**What you are asked to do:**
Transcribe the records that follow exactly. Skip the pictures.

Stored items from a collection:
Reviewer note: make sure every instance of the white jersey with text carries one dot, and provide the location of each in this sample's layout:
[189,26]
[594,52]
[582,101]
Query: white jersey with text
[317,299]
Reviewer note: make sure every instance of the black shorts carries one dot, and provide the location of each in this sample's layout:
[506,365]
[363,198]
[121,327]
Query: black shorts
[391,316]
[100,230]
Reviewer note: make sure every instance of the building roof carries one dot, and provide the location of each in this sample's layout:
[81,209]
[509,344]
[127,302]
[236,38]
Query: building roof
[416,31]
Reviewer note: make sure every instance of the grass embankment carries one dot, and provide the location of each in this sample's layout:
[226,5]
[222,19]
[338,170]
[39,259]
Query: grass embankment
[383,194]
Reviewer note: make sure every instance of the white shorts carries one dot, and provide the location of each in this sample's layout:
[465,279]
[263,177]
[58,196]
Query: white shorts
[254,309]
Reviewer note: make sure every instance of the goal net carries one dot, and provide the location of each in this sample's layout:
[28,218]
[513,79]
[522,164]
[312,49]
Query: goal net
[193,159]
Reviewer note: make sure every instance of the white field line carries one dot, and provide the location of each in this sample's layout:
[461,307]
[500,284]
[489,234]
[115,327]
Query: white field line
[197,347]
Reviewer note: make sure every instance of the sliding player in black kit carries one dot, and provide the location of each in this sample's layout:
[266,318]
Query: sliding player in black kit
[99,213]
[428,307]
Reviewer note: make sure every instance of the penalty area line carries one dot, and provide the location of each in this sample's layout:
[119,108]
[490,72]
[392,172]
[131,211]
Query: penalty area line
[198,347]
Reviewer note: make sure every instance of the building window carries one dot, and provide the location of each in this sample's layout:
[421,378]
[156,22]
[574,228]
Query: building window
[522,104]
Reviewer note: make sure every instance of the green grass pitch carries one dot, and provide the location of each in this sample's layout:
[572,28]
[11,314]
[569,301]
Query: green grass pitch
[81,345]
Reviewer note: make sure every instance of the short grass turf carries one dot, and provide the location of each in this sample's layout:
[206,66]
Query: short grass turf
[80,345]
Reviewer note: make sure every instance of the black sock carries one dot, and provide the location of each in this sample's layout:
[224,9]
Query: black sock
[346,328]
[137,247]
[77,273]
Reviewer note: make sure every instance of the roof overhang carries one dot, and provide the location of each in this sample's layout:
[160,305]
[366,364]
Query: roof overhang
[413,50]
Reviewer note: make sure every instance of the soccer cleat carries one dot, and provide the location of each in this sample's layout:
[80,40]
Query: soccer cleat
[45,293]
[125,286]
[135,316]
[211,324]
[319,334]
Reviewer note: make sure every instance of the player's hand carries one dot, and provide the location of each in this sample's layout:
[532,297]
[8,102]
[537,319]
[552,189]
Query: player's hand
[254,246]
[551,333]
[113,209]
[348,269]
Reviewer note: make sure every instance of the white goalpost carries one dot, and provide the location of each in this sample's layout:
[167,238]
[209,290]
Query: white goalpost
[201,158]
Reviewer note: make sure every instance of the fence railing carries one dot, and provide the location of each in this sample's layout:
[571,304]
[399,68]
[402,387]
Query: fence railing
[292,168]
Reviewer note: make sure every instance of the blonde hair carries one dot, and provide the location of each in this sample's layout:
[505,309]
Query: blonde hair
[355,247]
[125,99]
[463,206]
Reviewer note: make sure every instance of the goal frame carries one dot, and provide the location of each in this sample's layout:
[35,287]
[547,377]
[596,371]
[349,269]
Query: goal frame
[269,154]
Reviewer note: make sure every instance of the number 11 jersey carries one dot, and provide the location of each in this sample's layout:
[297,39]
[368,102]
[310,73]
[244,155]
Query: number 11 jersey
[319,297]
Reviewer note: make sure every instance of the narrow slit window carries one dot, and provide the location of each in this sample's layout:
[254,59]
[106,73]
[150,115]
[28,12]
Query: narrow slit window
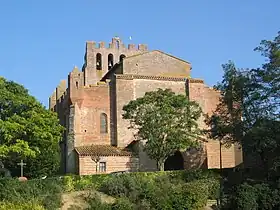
[102,166]
[98,61]
[122,56]
[103,123]
[110,61]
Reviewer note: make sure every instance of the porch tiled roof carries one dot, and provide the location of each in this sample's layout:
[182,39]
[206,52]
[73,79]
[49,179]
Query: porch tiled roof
[102,150]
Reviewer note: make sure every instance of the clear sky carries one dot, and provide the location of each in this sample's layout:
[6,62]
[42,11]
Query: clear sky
[41,41]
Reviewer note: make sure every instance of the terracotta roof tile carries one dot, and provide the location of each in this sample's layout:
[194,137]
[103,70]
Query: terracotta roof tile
[102,150]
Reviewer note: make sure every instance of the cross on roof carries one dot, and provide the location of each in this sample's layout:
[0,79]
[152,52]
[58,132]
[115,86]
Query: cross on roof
[21,164]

**Answer to the problem:**
Reviewer note: make sure every instance of the white jersey with text carries one dot, and provide the location of each in this sample's layout:
[189,26]
[594,52]
[582,101]
Query: white jersey with text
[317,299]
Reviewer note: make sure every instance of the black shorts carries one dot, and provide the location of each in this sample's layout:
[506,365]
[363,198]
[121,327]
Query: black shorts
[391,316]
[100,230]
Reviewer note: make sure every instance of the building roof carries one dot, and provide the location of each in this sample's layout:
[81,209]
[509,344]
[127,302]
[236,38]
Query: building roof
[416,31]
Reviewer note: make sure every instance of the grass embankment carries one dot, and provide the location of each in this sample's layout:
[226,5]
[222,19]
[338,170]
[39,259]
Query: grass embankment
[383,194]
Reviewer note: make sure every instance of the white shorts carries one dot, and provide the location of each in this sample's layout:
[465,279]
[263,177]
[58,196]
Query: white shorts
[254,309]
Reviewer note: make sure every instance of the goal net carries one dot, and provide the location of each in this sample's layout:
[28,218]
[513,79]
[522,164]
[312,49]
Query: goal net
[193,159]
Reviewer note: make sure every instance of the white field line carries one dot, and provide the location of each in this sample's layout:
[461,307]
[500,284]
[489,234]
[115,327]
Query: white field line
[197,347]
Reviewer note: make sure every instance of the sliding player in black kit carries one dot, and provide the location of each in this sample's layout:
[266,318]
Query: sliding player in black kit
[99,213]
[428,307]
Reviewer note: make sure every instance of the penalty area line carries one dot, and provide the location of each in this sample's layout:
[119,108]
[490,72]
[392,172]
[131,211]
Query: penalty area line
[198,347]
Reviewer note: make sure every instance of the building window carries one dot, and provide the location of each in this sample's layout:
[421,378]
[156,22]
[574,228]
Query: building window
[522,104]
Reviewer note: make sure every instance of the green grass pitch carries one dot, and provide the location of each in this sample's layout:
[572,28]
[11,314]
[569,301]
Query: green grass pitch
[81,345]
Reviewer note: make sure every instance of the short grass turf carries one dot, and provide the location of each in this sample's layout:
[206,66]
Query: short grass turf
[80,345]
Reviewer note: make sure every instance of the black sock carries one dot, and provide the location of each in this sample's layout:
[224,9]
Query: black sock
[346,328]
[137,247]
[77,273]
Reviewer note: make sure every instance of the roof overhang carries one dot, and provide the location of each in this sample's layout:
[160,305]
[366,364]
Query: roof overhang
[413,50]
Reviewer note: make sure every instance of the soccer cleat carries one dot, and provide the location of each in this sample's layout:
[80,40]
Query: soccer cleat
[45,293]
[125,286]
[135,316]
[211,324]
[319,334]
Reviewer note: make sure every instance of the player's hand carries one dot, and provide the location of each in this sample's layout:
[532,297]
[8,102]
[537,319]
[552,189]
Query: player's hand
[254,246]
[551,333]
[113,209]
[348,269]
Reviewer note: make sure every instance of the white goalpost carries one dot, and provide the location of each in this sample's layout:
[167,238]
[209,290]
Query: white goalpost
[201,158]
Reviewer note: make sure every instance of the fence railing carries one dot, and provide the location of each in this sample's layout:
[571,304]
[399,68]
[402,387]
Query: fence railing
[292,168]
Reviewer note: make sure every instance of the blonde hair carries one dot, and provide the location of each in this sample's layout:
[505,309]
Query: blonde hair
[355,247]
[125,99]
[463,206]
Reviewer note: make sure every instance of the goal frame carries one dot, and provide the location of each in this sample's layout:
[35,287]
[547,377]
[596,371]
[349,269]
Query: goal frame
[269,154]
Reviewer note: make sure every instance of the number 11 jersey carries one dot, and provide the location of each in this sample's layout:
[297,39]
[368,102]
[310,73]
[244,155]
Query: number 11 jersey
[319,297]
Reviewer note: make sure every instance of the narrow slit window carries one dot, and provide the location of each in this sample's layout:
[254,59]
[106,73]
[150,115]
[28,12]
Query: narrow slit window
[102,166]
[98,61]
[122,56]
[103,123]
[110,61]
Reviewer note: make sure every instance of the porch tiled roof carries one dot, and provide the location of each in this sample's layout:
[182,39]
[206,52]
[73,79]
[49,179]
Query: porch tiled roof
[102,150]
Reviewer note: make sure every instance of the clear sky carries one dot, and provide the location of each in this sample's layout:
[6,62]
[42,11]
Query: clear sky
[41,41]
Reviewer note: make sure every instance of the terracotta roof tile carries one dot, and provide the location of each in this sample's layout:
[194,137]
[103,70]
Query: terracotta roof tile
[102,150]
Reviewer note: make sure every instance of the cross on roof carries one dot, and provide the location of each in this sample's layout:
[0,79]
[152,52]
[58,132]
[115,86]
Query: cross on roof
[21,164]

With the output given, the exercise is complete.